The full set of entries has to be output exactly.
[Source data — start]
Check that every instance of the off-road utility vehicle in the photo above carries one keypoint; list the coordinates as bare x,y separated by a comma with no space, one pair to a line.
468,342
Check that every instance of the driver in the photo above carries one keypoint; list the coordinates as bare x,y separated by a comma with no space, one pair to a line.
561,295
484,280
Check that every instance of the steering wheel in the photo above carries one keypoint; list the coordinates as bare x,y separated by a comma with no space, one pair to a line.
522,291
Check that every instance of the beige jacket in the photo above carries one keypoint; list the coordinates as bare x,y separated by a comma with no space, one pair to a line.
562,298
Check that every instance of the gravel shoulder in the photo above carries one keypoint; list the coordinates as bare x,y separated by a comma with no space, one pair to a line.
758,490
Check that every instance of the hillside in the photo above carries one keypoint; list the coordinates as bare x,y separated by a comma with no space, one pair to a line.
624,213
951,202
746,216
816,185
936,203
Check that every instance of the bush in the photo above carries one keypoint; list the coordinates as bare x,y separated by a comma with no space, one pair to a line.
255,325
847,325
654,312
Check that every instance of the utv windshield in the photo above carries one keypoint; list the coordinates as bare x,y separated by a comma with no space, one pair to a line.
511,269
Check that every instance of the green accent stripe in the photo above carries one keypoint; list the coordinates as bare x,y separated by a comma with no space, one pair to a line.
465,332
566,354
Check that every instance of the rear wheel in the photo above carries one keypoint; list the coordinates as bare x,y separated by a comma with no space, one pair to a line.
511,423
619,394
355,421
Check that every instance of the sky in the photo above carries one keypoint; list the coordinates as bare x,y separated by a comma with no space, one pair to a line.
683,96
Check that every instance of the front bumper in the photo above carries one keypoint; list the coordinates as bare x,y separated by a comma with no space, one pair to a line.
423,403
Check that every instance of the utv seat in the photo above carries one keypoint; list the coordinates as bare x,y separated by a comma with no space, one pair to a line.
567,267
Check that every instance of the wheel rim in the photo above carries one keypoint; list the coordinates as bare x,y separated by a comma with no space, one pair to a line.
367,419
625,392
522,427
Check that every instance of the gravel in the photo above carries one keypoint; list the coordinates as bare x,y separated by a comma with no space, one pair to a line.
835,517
[Source data — finish]
Answer:
Check that every instance of the off-road utility vehicle in the photo above carries one keypoint; list the coordinates as bare x,y separated by a comma with no space, one pair to a line.
468,342
Check that every instance of the driver in the photo above carries one keypoint; list the coordinates as bare x,y separated by a comma with no space, one pair to a line.
561,295
484,280
Check that every instance of the steering wheel in the photo above carries one keypoint; list the coordinates as bare x,y separated by a comma with no space, one pair to a line.
522,291
Check that every instance of the beige jacket in the photo above carries one keypoint; list the coordinates as bare x,y separated by a comma with no space, one pair to a line.
562,298
Check that every instance of the gravel shoulder in the photo above carries one keypoint; list the coordinates as bare x,y separated by a comma with no space, one pair to a line.
758,490
Check that every instance of the hillside in the photo above carries one keypoint; list the coordinates as bare x,y separated by a comma with no space, one pair to a line.
624,213
951,202
746,216
816,185
936,203
Check that every instance of the bush in the photo above carries one keypoint; list the coordinates as bare x,y separated by a comma with no space, one pair to a line.
255,325
847,325
654,312
Check that every instance of the utv windshield in the photo above carries one keypoint; list the coordinates as bare x,y separated by a comma with no space, one pair to a line.
511,269
Check that every instance of the green accent stripe in the photo above carries one keypoint; list the coordinates as bare x,y separated by a comma with no space, one pair to a line.
465,332
566,354
Check that every instance of the rear wheel in the photo above carries one keypoint; list the coordinates as bare x,y separated by a comma with no space, one pair to a line.
511,423
619,394
355,421
Check that every instance of the sky in the photo above carries one keypoint; list the coordinates as bare x,y separated by a comma with no space, one pair to a line.
683,96
Check that every instance of the front bumper in the photo above carries one keypoint; list the coordinates as bare x,y separated by a comma with no space, one pair to a line.
423,403
Check that every instance of the utv seat in the photo above carries one keypoint; list the coordinates as bare x,y separated by a comma with no space, one pair to a line.
567,267
Check that every instance of the wheel rim in the photo above carries one keypoint; list the coordinates as bare x,y separated by a comma with no space, one pair to a line.
367,419
625,392
522,427
Check that every instance of the gravel in the photo above carries one keypoint; list the coordinates as bare x,y separated by a comma with no space, one pair to a line.
835,517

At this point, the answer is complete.